::: The data :::

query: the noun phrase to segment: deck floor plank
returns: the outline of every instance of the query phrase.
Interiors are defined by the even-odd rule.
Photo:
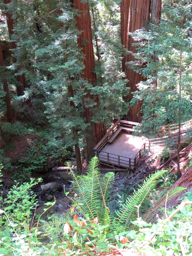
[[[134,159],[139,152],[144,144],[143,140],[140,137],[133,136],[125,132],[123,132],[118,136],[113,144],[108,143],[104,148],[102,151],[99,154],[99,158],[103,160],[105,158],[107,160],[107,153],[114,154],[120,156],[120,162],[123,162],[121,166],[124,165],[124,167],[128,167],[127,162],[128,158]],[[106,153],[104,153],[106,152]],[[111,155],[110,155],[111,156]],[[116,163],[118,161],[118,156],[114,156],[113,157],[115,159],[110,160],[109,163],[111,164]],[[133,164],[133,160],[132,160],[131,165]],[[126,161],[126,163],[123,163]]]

:::
::: The data :::

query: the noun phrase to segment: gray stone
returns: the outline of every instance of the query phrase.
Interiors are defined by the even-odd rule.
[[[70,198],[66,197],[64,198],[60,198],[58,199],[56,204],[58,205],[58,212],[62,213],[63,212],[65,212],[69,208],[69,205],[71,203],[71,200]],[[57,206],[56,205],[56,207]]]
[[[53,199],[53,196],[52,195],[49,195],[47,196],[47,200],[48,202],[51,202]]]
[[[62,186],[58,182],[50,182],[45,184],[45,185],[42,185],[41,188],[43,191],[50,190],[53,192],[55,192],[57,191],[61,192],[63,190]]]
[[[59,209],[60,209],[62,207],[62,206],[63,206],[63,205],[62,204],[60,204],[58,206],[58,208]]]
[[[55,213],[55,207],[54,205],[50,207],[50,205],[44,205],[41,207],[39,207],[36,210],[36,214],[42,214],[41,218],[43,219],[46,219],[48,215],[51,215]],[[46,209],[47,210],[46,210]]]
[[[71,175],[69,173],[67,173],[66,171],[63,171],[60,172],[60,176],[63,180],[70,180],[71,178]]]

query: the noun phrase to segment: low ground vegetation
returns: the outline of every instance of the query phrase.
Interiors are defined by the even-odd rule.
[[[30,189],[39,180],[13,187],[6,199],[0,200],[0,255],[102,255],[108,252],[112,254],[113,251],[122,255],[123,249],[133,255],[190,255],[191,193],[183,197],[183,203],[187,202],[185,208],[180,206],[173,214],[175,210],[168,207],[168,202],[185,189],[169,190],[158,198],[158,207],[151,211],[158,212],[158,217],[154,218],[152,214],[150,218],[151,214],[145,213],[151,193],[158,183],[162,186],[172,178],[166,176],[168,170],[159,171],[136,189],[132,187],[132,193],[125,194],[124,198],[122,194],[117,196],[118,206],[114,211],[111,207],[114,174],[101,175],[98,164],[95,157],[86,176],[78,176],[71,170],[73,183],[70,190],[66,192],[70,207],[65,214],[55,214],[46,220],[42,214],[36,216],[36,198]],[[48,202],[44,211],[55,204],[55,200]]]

:::

■ **Set task**: Show every line above that contains the word "noun", copying each one in full.

■ **The output**:
query: the noun phrase to segment: deck floor plank
query: the noun phrase to segment: gray stone
query: the noun phrase to segment: low ground vegetation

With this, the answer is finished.